## start

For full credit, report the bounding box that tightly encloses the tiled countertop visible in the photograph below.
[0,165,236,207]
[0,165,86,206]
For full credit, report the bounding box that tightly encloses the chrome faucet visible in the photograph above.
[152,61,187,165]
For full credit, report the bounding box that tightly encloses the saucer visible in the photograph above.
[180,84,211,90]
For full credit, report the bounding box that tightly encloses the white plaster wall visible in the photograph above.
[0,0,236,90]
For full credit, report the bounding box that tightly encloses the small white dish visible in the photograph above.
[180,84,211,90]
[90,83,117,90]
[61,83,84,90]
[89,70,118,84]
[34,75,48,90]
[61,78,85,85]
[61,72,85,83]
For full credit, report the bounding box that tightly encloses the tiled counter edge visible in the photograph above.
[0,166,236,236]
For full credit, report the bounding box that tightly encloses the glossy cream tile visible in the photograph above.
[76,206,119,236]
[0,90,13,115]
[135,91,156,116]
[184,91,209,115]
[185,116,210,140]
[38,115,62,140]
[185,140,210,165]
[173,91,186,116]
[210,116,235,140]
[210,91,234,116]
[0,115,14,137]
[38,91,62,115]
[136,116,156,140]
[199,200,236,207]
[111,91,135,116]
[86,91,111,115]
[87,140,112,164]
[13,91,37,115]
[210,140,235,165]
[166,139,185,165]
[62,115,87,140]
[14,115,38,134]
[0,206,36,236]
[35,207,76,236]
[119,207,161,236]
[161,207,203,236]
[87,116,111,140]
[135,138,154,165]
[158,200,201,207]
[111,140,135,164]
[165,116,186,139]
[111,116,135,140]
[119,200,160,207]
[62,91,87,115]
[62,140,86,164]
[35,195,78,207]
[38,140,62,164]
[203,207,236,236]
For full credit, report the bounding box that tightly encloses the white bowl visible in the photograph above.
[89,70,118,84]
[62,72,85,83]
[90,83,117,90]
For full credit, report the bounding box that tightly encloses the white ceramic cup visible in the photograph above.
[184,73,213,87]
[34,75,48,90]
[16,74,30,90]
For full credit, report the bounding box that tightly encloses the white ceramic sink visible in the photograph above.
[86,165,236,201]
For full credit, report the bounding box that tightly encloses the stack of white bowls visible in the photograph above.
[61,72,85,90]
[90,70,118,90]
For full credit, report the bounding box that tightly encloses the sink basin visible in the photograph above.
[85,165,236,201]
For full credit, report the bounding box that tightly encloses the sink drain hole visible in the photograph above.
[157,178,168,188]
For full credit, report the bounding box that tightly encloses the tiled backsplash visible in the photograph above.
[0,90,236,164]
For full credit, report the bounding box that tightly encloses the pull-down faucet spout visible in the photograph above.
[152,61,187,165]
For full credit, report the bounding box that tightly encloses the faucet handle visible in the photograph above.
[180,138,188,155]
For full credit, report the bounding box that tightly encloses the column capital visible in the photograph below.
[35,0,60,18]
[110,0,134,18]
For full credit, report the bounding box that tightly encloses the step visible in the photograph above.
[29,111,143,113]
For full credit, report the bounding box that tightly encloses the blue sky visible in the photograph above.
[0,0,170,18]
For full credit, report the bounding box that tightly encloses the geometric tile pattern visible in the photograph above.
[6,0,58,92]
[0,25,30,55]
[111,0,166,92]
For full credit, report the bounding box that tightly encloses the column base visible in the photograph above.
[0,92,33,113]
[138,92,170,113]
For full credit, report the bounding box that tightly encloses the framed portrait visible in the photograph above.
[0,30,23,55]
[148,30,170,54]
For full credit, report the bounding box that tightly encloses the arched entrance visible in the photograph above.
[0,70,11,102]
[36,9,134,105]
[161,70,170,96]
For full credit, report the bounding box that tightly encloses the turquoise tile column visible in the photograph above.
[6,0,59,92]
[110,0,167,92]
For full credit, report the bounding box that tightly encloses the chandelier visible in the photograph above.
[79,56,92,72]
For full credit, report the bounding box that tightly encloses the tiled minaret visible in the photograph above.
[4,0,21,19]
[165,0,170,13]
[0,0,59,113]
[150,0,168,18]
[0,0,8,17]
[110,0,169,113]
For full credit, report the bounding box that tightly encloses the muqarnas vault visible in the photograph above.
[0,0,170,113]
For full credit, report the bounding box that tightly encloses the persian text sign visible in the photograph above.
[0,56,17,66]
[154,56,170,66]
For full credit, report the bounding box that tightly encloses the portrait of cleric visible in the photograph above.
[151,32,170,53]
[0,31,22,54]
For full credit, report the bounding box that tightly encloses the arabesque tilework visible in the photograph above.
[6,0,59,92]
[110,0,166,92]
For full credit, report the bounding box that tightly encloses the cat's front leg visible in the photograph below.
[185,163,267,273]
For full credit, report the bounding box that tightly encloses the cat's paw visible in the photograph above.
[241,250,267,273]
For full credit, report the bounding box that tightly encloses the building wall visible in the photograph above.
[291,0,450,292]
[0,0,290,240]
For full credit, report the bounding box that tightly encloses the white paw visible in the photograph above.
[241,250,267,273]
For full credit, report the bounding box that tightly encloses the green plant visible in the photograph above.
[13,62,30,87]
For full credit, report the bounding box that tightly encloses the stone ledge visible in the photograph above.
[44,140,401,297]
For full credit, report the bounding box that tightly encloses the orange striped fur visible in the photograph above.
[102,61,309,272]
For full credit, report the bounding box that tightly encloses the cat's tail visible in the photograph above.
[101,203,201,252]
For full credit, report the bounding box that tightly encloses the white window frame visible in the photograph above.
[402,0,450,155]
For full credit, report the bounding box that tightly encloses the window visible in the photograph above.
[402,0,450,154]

## end

What needs to be done:
Retype the material above, line by line, exactly.

Finished task:
For full credit, report the bounding box that tightly encloses the tiled countertop visible in the photograph below.
[0,165,236,207]
[0,165,86,206]
For full credit, report the bounding box that tightly encloses the chrome faucet visible in the photograph above.
[152,61,187,165]
For full credit, report the bounding box that tightly encloses the saucer visible in the photograph above.
[180,84,211,90]
For full credit, report the bounding box that tightly encloses the white plaster wall visible in the photograph above.
[0,0,236,90]
For full credit, report the bounding box that tightly encloses the small white dish visible in the photograph above.
[180,84,211,90]
[90,83,117,90]
[61,83,84,90]
[89,70,118,84]
[34,75,48,90]
[61,78,85,85]
[61,72,85,83]
For full credit, report the bounding box that tightly encloses the tiled counter edge visible in the photograph above.
[0,166,236,236]
For full credit, report the bounding box that tightly encloses the glossy cream tile visible in the photograph above.
[76,206,119,236]
[0,90,13,115]
[135,91,156,116]
[184,91,209,115]
[185,116,210,140]
[38,115,62,140]
[185,140,210,165]
[173,91,186,116]
[210,116,235,140]
[210,91,234,116]
[0,115,14,137]
[38,91,62,115]
[136,116,156,140]
[199,200,236,207]
[111,91,135,116]
[86,91,111,115]
[87,140,112,164]
[13,91,37,115]
[210,140,235,165]
[166,139,185,165]
[62,115,87,140]
[14,115,38,134]
[0,206,36,236]
[35,207,76,236]
[119,207,161,236]
[161,207,203,236]
[87,116,111,140]
[135,138,154,165]
[158,200,201,207]
[111,140,135,164]
[165,116,186,139]
[111,116,135,140]
[119,200,160,207]
[62,91,87,115]
[62,140,86,164]
[35,195,78,207]
[38,140,62,164]
[203,207,236,236]
For full credit, report the bounding box that tightly encloses the white bowl visible in the photograph above.
[89,70,118,84]
[62,72,85,83]
[90,83,117,90]
For full credit, report the bounding box that tightly encloses the white ceramic cup visible in the photograph above.
[184,73,213,87]
[34,75,48,90]
[16,74,30,90]
For full credit, report the bounding box that tightly encloses the white ceramic sink visible in the photograph above.
[86,165,236,201]
For full credit, report the bounding box that tightly encloses the stack of white bowls visible in the photograph above.
[61,72,85,90]
[90,70,118,90]
For full credit, report the bounding box that tightly encloses the sink basin visible in the photograph above.
[85,165,236,201]
For full credit, report the bounding box that tightly encloses the sink drain hole visible in the photograph above.
[157,178,168,188]
For full credit, report the bounding box that tightly encloses the tiled backsplash visible in the photograph above.
[0,90,236,164]
For full credit, report the bounding box that tightly encloses the pull-down faucet spout visible in the photograph above.
[152,61,187,165]
For full credit, report the bounding box that tightly encloses the faucet handle visible in the photograph above.
[180,138,188,155]
For full credit, report the bounding box that tightly encloses the column capital visible in the photograph below.
[35,0,60,18]
[110,0,134,18]
For full credit, report the bounding box that tightly encloses the step visible in the photograph above.
[29,111,143,113]
For full credit, report the bounding box that tightly encloses the blue sky visible in the photograph above.
[0,0,170,18]
For full credit, report the bounding box that tightly encloses the geometric tile pattern visible in the photograph above.
[6,0,58,92]
[0,25,30,55]
[111,0,166,92]
For full credit, report the bounding box that tightly encloses the column base visible in the photograph above.
[0,92,33,113]
[138,92,170,113]
For full credit, report the bounding box that tightly encloses the framed portrait visible in the photograph above.
[0,30,23,55]
[148,30,170,54]
For full credit, report the bounding box that tightly encloses the arched entrance visible in the photograph above.
[0,70,11,102]
[36,9,134,105]
[161,70,170,96]
For full credit, report the bounding box that tightly encloses the turquoise tile column visible in the photograph above.
[6,0,59,92]
[110,0,167,92]
For full credit, report the bounding box that tightly encloses the chandelier visible in the photograph above.
[79,56,92,72]
For full credit, report the bounding box that tightly encloses the tiled minaret visible in the photograph above.
[4,0,21,19]
[165,0,170,13]
[0,0,59,113]
[150,0,168,18]
[0,0,8,17]
[110,0,169,113]
For full credit, report the bounding box that tightly encloses the muqarnas vault visible in the photograph above.
[0,0,170,113]
For full credit, report the bounding box that tightly encloses the persian text sign visible in the photograph above.
[0,56,17,66]
[154,56,170,66]
For full credit, report the bounding box that tightly encloses the portrait of cleric visible in the photograph above.
[151,32,170,53]
[0,31,22,54]
For full credit, report the bounding box that tightly encloses the arabesque tilework visible in the photograph above.
[6,0,59,92]
[110,0,166,92]
For full credit, report the bounding box that tightly encloses the cat's front leg visible in the photograph below.
[185,163,267,273]
For full credit, report the bounding box that tightly encloses the cat's paw visible in the photograph above.
[241,250,267,273]
For full credit, report the bounding box that tightly encloses the building wall visible in the photograph above.
[291,0,450,292]
[0,0,290,240]
For full credit, report the bounding box that tightly encloses the white paw visible in the photograph above.
[241,250,267,273]
For full credit, report the bounding box that tightly encloses the green plant visible in the photograph above.
[13,62,30,87]
For full credit, report the bounding box that tightly encloses the stone ledge visible in the photograph above.
[44,140,401,297]
For full credit, report the bounding box that tightly encloses the orange striped fur visible in the photograph above.
[102,61,309,272]
For full credit, report the bounding box that tightly encloses the cat's tail visible in the photograph above.
[101,203,201,252]
For full credit, report the bounding box that tightly encloses the white window frame visible in the photograph above.
[402,0,450,155]
For full credit, report the bounding box that tightly encloses the window visible in the photograph above.
[402,0,450,154]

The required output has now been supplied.